• Questions to answer:
A - In the text on the Great Commission and the Oraon people, why could the early missionaries translate only parts of Scripture into Kunrukh?
B - Continue the text on the Great Commission and the Oraon people from where it stops.

Exercise text section start

The Great Commission
“Therefore go and make disciples of all nations…”
— Matthew 28:19
The way forward in missions has changed over the years. About 150 years ago, there were those who felt called and equipped to respond to the words of Jesus as recorded in the last words of the book of Matthew to “go and make disciples of all nations.” (Matthew 28:29). This is known as the Great Commission, and men and women have been responding to that directive since Christ uttered them upon His ascension to heaven.
A small group of missionaries went to a people group in India, known as the Oraon. They learned the language, but were able to translate only parts of Scripture into Kunrukh (also spelled Kurukh) as there was no known alphabet. For 100 years, the Scripture used was Hindi, a popular and well-known alternative, but not the heart language of the Oraons.
The Oraons are one of the larger people groups in India, with about 3.5 – 4 million people. Animists in religion, but “Hindu” by virtue of their country of birth, small numbers of people began to come to faith in Jesus in the late 1800’s. According to research since then, Oraon Christians have generally become better educated and thereby seen as having better opportunites in life. About a fifth of the Oraon population is now classified as Christian.

Exercise text section end
Records shown section start

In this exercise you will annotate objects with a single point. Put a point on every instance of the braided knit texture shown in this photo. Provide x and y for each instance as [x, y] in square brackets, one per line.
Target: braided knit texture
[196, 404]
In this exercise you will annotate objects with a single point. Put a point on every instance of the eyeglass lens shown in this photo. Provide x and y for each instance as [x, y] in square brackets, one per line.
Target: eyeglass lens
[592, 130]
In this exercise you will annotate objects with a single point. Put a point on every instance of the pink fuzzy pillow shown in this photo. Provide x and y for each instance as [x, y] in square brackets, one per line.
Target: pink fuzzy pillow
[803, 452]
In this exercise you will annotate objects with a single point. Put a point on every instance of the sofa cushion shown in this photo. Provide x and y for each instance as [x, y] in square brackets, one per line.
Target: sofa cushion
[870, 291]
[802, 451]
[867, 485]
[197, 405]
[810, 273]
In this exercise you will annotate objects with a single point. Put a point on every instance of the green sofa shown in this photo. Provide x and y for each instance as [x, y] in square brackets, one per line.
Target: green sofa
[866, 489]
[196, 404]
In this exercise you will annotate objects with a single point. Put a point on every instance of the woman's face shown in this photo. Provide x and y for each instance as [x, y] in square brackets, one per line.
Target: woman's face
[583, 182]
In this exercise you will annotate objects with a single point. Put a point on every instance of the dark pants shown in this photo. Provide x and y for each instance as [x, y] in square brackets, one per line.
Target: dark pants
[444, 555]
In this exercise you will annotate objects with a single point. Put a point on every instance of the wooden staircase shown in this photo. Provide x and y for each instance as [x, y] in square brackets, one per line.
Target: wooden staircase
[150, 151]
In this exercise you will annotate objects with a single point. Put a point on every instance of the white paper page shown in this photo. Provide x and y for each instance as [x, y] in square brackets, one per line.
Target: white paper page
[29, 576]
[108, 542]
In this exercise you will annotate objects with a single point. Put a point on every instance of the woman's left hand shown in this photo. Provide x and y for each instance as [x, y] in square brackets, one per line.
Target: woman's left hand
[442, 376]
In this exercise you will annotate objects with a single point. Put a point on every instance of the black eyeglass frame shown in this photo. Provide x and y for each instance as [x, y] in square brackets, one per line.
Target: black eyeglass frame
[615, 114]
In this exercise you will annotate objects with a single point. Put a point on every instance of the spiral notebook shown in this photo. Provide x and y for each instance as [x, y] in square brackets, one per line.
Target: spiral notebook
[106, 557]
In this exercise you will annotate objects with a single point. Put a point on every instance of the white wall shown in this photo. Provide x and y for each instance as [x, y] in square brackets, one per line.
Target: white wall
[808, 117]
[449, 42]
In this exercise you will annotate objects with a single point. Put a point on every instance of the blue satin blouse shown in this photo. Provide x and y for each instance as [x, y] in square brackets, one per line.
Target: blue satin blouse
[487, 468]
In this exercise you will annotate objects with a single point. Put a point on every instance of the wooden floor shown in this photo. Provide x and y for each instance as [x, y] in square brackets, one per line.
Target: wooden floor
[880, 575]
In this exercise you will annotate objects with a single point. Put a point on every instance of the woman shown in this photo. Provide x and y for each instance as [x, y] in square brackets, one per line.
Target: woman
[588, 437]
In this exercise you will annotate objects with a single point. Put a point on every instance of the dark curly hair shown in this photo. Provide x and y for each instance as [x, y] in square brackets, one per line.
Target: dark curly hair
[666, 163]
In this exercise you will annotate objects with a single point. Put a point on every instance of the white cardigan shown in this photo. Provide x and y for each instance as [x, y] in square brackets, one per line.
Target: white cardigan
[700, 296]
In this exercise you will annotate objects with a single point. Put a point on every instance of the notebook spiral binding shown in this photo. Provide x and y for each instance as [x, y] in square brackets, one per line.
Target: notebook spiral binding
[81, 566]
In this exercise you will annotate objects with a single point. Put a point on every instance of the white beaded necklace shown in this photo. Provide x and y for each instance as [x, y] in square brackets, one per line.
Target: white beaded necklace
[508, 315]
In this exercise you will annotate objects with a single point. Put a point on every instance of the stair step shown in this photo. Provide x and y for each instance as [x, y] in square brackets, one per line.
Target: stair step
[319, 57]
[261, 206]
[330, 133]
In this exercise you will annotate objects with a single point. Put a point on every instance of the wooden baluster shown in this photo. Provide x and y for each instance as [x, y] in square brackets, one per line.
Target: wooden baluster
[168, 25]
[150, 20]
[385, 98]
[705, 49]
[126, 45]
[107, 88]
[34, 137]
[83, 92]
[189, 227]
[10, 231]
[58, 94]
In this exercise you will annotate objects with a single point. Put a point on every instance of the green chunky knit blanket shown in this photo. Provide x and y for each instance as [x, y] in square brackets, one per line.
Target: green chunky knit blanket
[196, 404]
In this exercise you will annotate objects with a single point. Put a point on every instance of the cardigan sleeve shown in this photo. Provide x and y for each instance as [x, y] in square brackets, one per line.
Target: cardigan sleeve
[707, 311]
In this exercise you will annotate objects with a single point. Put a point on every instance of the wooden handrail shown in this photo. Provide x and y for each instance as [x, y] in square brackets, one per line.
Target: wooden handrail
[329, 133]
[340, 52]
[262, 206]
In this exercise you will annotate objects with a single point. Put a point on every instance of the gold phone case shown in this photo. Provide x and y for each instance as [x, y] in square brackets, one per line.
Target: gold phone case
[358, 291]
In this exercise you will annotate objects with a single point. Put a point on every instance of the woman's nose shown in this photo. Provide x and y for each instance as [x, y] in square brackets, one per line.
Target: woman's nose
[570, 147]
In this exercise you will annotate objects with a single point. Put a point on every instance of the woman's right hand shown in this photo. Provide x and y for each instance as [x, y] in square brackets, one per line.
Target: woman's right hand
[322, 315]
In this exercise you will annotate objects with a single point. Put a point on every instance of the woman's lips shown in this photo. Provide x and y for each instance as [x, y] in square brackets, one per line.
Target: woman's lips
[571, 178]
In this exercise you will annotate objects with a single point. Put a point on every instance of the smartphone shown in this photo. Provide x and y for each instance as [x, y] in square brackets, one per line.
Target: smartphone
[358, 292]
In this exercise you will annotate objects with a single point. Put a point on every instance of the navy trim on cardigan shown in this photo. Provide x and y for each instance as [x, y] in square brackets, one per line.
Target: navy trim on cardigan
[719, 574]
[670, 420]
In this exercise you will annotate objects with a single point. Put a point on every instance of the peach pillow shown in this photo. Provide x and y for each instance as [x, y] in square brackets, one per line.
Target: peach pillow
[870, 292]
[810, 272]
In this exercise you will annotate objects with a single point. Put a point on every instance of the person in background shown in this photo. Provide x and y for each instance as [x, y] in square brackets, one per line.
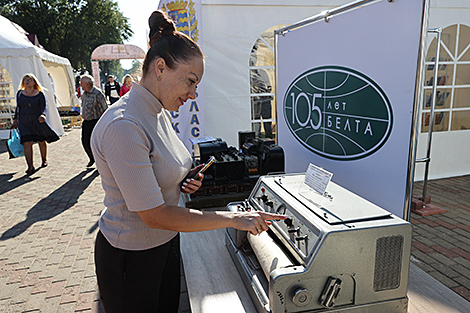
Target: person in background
[30, 119]
[93, 106]
[126, 84]
[112, 89]
[144, 167]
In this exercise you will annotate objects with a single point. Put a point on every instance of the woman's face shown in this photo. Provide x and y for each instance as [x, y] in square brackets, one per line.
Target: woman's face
[179, 84]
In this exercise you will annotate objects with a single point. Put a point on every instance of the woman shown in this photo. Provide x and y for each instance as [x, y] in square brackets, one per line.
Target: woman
[126, 85]
[30, 119]
[142, 164]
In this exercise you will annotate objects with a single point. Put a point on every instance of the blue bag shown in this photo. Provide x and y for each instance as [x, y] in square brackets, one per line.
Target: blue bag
[15, 148]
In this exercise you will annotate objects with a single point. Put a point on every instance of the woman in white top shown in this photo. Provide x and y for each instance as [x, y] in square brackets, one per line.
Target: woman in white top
[142, 164]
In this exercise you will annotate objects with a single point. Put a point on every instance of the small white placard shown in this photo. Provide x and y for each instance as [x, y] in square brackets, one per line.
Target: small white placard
[317, 178]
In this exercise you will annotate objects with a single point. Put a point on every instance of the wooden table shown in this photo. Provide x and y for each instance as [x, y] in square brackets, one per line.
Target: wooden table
[215, 286]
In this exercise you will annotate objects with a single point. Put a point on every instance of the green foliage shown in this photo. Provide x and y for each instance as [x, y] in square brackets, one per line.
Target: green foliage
[70, 28]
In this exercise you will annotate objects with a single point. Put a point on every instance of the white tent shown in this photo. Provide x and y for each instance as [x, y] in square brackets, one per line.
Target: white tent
[230, 28]
[19, 56]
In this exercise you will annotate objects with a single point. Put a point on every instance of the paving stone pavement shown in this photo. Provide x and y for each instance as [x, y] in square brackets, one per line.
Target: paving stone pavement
[48, 223]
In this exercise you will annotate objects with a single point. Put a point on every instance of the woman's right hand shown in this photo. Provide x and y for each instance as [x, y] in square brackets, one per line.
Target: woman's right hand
[255, 222]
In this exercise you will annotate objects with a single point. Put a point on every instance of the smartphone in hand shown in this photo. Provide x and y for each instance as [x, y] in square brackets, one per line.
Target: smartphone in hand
[205, 167]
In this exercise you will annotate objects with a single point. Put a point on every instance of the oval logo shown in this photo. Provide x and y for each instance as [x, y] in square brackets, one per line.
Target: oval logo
[338, 113]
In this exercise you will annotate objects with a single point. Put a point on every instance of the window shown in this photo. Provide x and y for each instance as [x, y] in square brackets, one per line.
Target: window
[262, 87]
[452, 111]
[7, 99]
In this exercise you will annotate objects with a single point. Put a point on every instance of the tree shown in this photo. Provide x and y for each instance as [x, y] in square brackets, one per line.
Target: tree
[70, 28]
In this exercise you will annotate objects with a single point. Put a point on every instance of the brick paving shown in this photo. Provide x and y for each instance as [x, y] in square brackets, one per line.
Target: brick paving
[48, 223]
[441, 242]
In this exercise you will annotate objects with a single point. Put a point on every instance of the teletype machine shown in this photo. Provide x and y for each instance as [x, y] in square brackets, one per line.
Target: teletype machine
[336, 252]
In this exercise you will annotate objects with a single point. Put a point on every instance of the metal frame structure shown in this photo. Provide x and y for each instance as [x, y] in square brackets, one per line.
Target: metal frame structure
[427, 159]
[419, 94]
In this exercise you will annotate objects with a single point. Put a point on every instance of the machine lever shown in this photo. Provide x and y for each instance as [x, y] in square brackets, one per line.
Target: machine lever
[330, 292]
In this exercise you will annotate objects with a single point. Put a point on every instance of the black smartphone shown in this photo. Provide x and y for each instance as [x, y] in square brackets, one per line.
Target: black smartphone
[206, 166]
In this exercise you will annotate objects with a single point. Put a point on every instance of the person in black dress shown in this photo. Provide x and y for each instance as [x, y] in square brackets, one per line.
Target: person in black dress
[30, 119]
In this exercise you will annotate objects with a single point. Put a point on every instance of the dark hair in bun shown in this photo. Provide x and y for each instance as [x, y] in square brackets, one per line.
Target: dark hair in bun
[168, 43]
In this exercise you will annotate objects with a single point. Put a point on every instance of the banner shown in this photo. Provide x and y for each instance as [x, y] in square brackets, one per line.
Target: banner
[346, 95]
[188, 121]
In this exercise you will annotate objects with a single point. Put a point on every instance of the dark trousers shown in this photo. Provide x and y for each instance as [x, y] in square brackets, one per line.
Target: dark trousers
[87, 129]
[145, 281]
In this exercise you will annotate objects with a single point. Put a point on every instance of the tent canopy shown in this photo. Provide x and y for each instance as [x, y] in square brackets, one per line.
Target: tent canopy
[19, 56]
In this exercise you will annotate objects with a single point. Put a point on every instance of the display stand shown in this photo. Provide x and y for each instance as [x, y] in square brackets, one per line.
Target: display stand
[422, 205]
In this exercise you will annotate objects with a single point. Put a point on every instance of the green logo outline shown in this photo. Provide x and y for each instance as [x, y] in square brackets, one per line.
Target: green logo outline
[301, 90]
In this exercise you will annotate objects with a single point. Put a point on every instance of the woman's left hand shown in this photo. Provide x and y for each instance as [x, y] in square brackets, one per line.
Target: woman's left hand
[191, 185]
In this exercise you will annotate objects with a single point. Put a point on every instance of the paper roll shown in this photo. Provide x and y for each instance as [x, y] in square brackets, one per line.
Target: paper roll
[269, 255]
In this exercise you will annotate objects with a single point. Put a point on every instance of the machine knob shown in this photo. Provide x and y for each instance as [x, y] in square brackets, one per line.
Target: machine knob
[288, 221]
[302, 297]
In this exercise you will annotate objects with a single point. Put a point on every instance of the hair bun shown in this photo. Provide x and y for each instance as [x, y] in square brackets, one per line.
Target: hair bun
[160, 26]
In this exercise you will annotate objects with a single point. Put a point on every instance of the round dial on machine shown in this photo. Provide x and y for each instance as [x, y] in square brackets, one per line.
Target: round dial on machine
[281, 209]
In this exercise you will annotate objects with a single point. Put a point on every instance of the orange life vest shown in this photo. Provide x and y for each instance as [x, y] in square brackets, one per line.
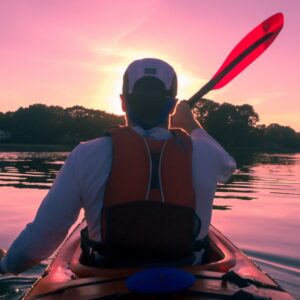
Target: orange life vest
[148, 213]
[148, 169]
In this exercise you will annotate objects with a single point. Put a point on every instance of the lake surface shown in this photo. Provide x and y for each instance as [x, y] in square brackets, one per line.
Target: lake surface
[258, 209]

Records shown section end

• Answer set:
A - There was no known alphabet for Kunrukh, so they could translate only parts of Scripture even though they had learned the language.

B -
To celebrate the milestone of the turn of the 21st century, a gathering of Oraon believers determined to translate and publish the Bible in their heart language of Kurukh. Christians and non-Christians alike celebrated this undertaking, as people in the community had not seen a book this thick in their mother tongue.
The Lutheran Church raised the money for translation and the Bible Society of India helped with the publication of a Kurukh translation of the Scriptures. For the past 20 years, many congregations have read both Hindi and Kurukh translations side-by-side during worship.
However, in 2008 protests began to arise from within the Oraon community itself. By that time words that had been used in the translation had acquired additional political and cultural meanings and non-Christian Oraons were offended at some of the implications. The controversy escalated to such an extent that those who had helped in the translation were targeted with death threats and burned in effigy. The violence continued for one month, with believers having to hide their copies of the Kurukh Bible. All of this was over one particular word, which had been neutral at the time of translation, but in the ensuing eight years had a new understanding.
Protection of tribal culture has become very important in the 21st century, and not just to the Oraons. For many, it is incongruent that one can be a Christian and an Oraon. To them, this implies a return to cultural roots—and that to be Indian is to be a Hindu. The claim was made by Oraon non-believers that Christians were trying to destroy the Oraon culture and religion.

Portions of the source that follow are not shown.